# Task to complete:
Retyping the records exactly is the whole task.
[[ Dataset open ]]
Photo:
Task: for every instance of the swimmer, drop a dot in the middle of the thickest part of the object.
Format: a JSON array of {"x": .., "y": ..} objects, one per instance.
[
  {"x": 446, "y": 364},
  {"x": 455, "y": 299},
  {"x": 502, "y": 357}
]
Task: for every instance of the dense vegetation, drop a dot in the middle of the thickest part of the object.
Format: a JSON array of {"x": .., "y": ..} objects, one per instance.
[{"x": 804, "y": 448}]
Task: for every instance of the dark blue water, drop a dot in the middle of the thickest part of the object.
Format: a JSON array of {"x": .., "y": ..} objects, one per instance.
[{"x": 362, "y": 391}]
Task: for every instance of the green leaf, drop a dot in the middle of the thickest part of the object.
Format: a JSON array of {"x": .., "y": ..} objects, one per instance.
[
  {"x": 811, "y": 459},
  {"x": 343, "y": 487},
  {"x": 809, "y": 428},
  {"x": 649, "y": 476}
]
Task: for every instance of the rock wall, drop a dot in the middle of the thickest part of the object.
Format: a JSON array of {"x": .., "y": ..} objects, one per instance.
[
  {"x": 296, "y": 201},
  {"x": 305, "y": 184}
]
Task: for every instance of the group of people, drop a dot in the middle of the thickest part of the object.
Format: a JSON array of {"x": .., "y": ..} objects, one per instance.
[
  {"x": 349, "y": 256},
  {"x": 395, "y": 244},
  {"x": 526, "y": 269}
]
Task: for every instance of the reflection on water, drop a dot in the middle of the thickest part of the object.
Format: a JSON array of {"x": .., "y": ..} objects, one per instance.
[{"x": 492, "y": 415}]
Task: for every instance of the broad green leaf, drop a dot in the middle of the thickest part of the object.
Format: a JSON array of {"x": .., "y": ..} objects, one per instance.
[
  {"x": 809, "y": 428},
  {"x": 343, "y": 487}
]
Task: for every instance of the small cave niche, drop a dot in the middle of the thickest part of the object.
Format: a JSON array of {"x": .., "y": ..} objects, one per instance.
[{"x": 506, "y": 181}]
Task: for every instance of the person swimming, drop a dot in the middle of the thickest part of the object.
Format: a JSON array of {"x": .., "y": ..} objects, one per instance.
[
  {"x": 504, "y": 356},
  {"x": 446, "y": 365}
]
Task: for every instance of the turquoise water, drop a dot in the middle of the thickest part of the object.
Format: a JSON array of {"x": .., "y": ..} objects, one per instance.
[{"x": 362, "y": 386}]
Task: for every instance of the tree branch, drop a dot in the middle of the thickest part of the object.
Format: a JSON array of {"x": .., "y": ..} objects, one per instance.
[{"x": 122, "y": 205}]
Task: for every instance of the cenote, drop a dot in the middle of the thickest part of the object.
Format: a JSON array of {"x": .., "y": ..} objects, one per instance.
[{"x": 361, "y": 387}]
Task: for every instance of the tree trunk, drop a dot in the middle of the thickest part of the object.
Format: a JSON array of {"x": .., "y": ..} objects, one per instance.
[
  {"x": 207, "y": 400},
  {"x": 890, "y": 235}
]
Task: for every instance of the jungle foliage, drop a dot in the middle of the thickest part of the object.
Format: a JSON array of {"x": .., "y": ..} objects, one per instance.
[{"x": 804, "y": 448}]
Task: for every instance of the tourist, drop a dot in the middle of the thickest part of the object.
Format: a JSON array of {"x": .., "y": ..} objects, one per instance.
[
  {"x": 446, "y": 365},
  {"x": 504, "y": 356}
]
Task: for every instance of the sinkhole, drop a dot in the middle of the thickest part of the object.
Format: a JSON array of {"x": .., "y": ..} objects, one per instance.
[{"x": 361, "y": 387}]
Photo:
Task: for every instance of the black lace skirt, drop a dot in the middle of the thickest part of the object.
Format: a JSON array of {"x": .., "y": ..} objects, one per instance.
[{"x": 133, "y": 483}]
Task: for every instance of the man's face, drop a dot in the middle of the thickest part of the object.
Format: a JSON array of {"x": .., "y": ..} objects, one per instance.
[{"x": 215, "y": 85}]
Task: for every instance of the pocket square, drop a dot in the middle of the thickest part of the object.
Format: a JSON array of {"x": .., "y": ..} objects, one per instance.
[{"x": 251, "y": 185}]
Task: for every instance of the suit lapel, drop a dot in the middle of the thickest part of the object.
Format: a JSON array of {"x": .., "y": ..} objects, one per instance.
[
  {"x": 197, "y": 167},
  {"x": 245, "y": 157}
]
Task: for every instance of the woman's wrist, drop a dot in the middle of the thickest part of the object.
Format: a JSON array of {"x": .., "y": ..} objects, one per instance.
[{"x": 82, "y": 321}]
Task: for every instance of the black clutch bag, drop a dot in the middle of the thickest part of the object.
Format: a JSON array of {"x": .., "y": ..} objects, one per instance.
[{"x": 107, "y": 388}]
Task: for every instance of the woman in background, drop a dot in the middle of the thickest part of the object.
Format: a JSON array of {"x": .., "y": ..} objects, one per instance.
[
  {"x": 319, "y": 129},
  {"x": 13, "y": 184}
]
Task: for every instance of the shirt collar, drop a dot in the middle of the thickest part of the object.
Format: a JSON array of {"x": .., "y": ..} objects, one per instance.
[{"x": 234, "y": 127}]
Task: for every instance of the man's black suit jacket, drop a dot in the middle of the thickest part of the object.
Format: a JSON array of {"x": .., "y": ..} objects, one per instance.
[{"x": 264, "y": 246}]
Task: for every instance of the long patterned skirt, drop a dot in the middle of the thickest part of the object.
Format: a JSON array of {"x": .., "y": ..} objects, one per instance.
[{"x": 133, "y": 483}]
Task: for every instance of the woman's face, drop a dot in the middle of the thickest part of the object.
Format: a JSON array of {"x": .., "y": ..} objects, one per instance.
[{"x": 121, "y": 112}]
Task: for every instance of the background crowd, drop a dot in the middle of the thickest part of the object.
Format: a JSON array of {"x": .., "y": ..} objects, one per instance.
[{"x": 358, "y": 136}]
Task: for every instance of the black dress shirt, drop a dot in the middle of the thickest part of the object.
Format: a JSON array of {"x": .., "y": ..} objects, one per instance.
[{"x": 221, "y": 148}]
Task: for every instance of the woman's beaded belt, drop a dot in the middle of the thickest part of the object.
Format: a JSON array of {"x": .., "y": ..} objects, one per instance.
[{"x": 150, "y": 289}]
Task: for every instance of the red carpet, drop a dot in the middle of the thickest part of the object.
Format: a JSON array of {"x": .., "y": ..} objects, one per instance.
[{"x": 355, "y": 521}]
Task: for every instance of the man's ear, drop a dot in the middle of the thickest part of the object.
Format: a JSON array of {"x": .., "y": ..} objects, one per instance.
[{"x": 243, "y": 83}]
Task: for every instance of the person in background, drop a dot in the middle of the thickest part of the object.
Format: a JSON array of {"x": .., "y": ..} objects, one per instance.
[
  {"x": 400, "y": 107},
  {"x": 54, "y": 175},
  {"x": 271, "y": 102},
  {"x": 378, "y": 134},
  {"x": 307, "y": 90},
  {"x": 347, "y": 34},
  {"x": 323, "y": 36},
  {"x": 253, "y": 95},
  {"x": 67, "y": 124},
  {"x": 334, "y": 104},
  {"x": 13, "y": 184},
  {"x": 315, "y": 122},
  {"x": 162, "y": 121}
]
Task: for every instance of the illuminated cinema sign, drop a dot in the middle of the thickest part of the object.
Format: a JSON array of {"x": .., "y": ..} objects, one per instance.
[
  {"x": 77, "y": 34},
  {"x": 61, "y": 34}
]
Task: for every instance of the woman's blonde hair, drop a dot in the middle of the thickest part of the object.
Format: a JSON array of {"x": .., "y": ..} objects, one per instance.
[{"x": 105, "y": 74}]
[[ Dataset closed ]]
# Finished exercise:
Photo:
Task: for every instance of the swimmer, drop a dot in the middle of the thickest part of the object.
Format: a JSON array of {"x": .., "y": ..} objects, one per instance.
[
  {"x": 446, "y": 364},
  {"x": 455, "y": 299},
  {"x": 502, "y": 357}
]
Task: for every instance of the dense vegetation, drop a dot in the middle of the thickest part of the object.
Format: a JSON array of {"x": .., "y": ..} objects, one per instance.
[{"x": 804, "y": 448}]
Task: for every instance of the dark blue water, drop a dot in the middle of the thickest part of the object.
Format: a JSON array of {"x": .., "y": ..} objects, one per instance.
[{"x": 362, "y": 391}]
Task: for every instance of the green leaf, drop a dot in the middle of the thickest part of the object.
Format: a JSON array of {"x": .., "y": ..} objects, one per instance.
[
  {"x": 811, "y": 459},
  {"x": 343, "y": 487},
  {"x": 809, "y": 428},
  {"x": 649, "y": 476}
]
Task: for every instance of the rock wall, drop a dot in the middle of the thickest part of the object.
Format: a JSON array of {"x": .., "y": ..} objects, one per instance.
[
  {"x": 296, "y": 201},
  {"x": 305, "y": 184}
]
Task: for every instance of the group of people, drop a dot in the middle of the thickest part of the object.
Format: a JSON array of {"x": .., "y": ..} objects, one per instance.
[
  {"x": 349, "y": 256},
  {"x": 395, "y": 244},
  {"x": 526, "y": 269}
]
Task: for every instance of the reflection on water, drop a dot in the middle of the thickest part of the object.
Format: a JSON array of {"x": .., "y": ..} objects, one per instance.
[{"x": 492, "y": 415}]
Task: for every instance of the broad green leaf, drop a dot in the middle of the thickest part of the object.
Format: a JSON array of {"x": .., "y": ..} objects, one per instance.
[
  {"x": 809, "y": 428},
  {"x": 343, "y": 487}
]
Task: for every instance of the small cave niche, drop a dot in the middle of the thickest part of the object.
Format: a JSON array of {"x": .., "y": ..} objects, one per instance.
[{"x": 506, "y": 181}]
Task: for every instance of the person swimming, drop a dot in the middle of the thickest part of the object.
Format: a JSON array of {"x": .., "y": ..} objects, one per instance.
[
  {"x": 504, "y": 356},
  {"x": 446, "y": 365}
]
Task: for every instance of the turquoise water, drop a dot in the middle of the thickest part of the object.
Format: a JSON array of {"x": .., "y": ..} objects, one per instance.
[{"x": 362, "y": 386}]
Task: for every instance of the tree branch, drop a dot in the middle of the thickest part of the object.
Format: a JSON array of {"x": .., "y": ..} objects, one per instance.
[{"x": 122, "y": 205}]
Task: for every instance of the cenote, drop a dot in the middle of the thickest part of the object.
Format: a JSON array of {"x": .., "y": ..} objects, one per instance.
[{"x": 361, "y": 387}]
Task: for every instance of the tree trunk, drop a dot in the middle of the thickest part of the object.
Format: a JSON array of {"x": .., "y": ..} objects, one per instance.
[
  {"x": 207, "y": 400},
  {"x": 890, "y": 235}
]
Task: for every instance of the jungle foliage, drop a dot in the middle of the thickest part of the object.
Format: a JSON array of {"x": .., "y": ..} objects, one per instance.
[{"x": 804, "y": 448}]
Task: for every instance of the tourist, drop a dot in the middle of the thickest part of the object.
Format: a JSON array of {"x": .., "y": ..} objects, one per instance.
[
  {"x": 446, "y": 365},
  {"x": 504, "y": 356}
]
Task: for every instance of the sinkhole, drop a dot in the middle of the thickest part of the object.
Format: a JSON array of {"x": .., "y": ..} objects, one per instance.
[{"x": 361, "y": 387}]
Photo:
Task: for every instance of the black lace skirt, drop a dot in the middle of the thickest part of the object.
Format: a JSON array of {"x": .., "y": ..} objects, one per instance.
[{"x": 133, "y": 483}]
Task: for every instance of the man's face, drop a dot in the middle of the thickest part of the object.
Format: a JSON array of {"x": .., "y": ..} objects, one per instance.
[{"x": 215, "y": 85}]
Task: for every instance of the pocket square, drop a dot in the middle of the thickest part of the object.
Format: a JSON array of {"x": .., "y": ..} objects, one per instance.
[{"x": 251, "y": 185}]
Task: for every instance of the suit lapel, drop a dot in the middle of the thickest part of the object.
Format: a JSON array of {"x": .., "y": ..} objects, one per instance.
[
  {"x": 197, "y": 167},
  {"x": 245, "y": 157}
]
Task: for every instance of the woman's wrist, drop a dot in the middle of the thickest part of the object.
Format: a JSON array of {"x": .., "y": ..} objects, one per instance.
[{"x": 82, "y": 321}]
Task: for every instance of the black clutch bag, drop a dot in the middle of the thickest part of the object.
Format: a JSON array of {"x": .., "y": ..} objects, one per instance.
[{"x": 107, "y": 388}]
Task: for every instance of the woman in background, drop a dot in the middle of the thickest part of the object.
Format: a JSON array of {"x": .., "y": ..} objects, one per instance.
[
  {"x": 319, "y": 129},
  {"x": 13, "y": 184}
]
Task: for every instance of the shirt collar, drop a dot in the middle of the thickest part of the object.
Format: a JSON array of {"x": .., "y": ..} objects, one per instance.
[{"x": 234, "y": 127}]
Task: for every instance of the man's black suit jacket, drop a dot in the middle of the thickest part of the object.
Format: a JSON array of {"x": .., "y": ..} objects, one per instance.
[{"x": 264, "y": 246}]
Task: for every instance of the long patterned skirt, drop a dot in the middle of the thickest part of the object.
Format: a JSON array of {"x": .., "y": ..} objects, one per instance.
[{"x": 133, "y": 483}]
Task: for every instance of the woman's face, drop a dot in the middle of the thickest part of the object.
Format: a JSON array of {"x": .., "y": ..} objects, one per instance.
[{"x": 121, "y": 112}]
Task: for every instance of the background crowd, drop a dot in the middle of the thickest part of the object.
Format: a JSON array of {"x": .., "y": ..} objects, one per instance.
[{"x": 358, "y": 136}]
Task: for every instance of the black dress shirt, drop a dot in the middle of the thickest part of the object.
Format: a JSON array of {"x": .., "y": ..} objects, one per instance.
[{"x": 221, "y": 148}]
Task: for every instance of the woman's beaded belt, drop a dot in the middle of the thickest part of the object.
Format: a JSON array of {"x": .., "y": ..} objects, one per instance.
[{"x": 150, "y": 289}]
Task: for every instance of the red carpet, drop a dot in the middle of the thickest part of the object.
Format: a JSON array of {"x": .., "y": ..} objects, one per instance.
[{"x": 355, "y": 521}]
Task: for every instance of the man's ear, drop a dot in the middle of the thickest part of the object.
Format: a JSON array of {"x": .., "y": ..} objects, one per instance.
[{"x": 243, "y": 83}]
Task: for every instance of the person in background, drop a dot in the middle of the thickest part of the object.
Format: a JSON array of {"x": .., "y": ..} objects, one per instance.
[
  {"x": 400, "y": 107},
  {"x": 54, "y": 175},
  {"x": 271, "y": 102},
  {"x": 378, "y": 134},
  {"x": 307, "y": 90},
  {"x": 347, "y": 34},
  {"x": 323, "y": 36},
  {"x": 253, "y": 95},
  {"x": 67, "y": 124},
  {"x": 334, "y": 104},
  {"x": 13, "y": 184},
  {"x": 315, "y": 122},
  {"x": 162, "y": 121}
]
Task: for every instance of the illuminated cinema sign, drop a dot in the middle of the thickest part of the object.
Format: a JSON array of {"x": .., "y": ..} objects, one per instance.
[
  {"x": 77, "y": 34},
  {"x": 61, "y": 34}
]
Task: for every instance of the woman's blonde hair, drop a dot in the middle of the thickest part of the object.
Format: a JSON array of {"x": .., "y": ..} objects, one per instance.
[{"x": 105, "y": 74}]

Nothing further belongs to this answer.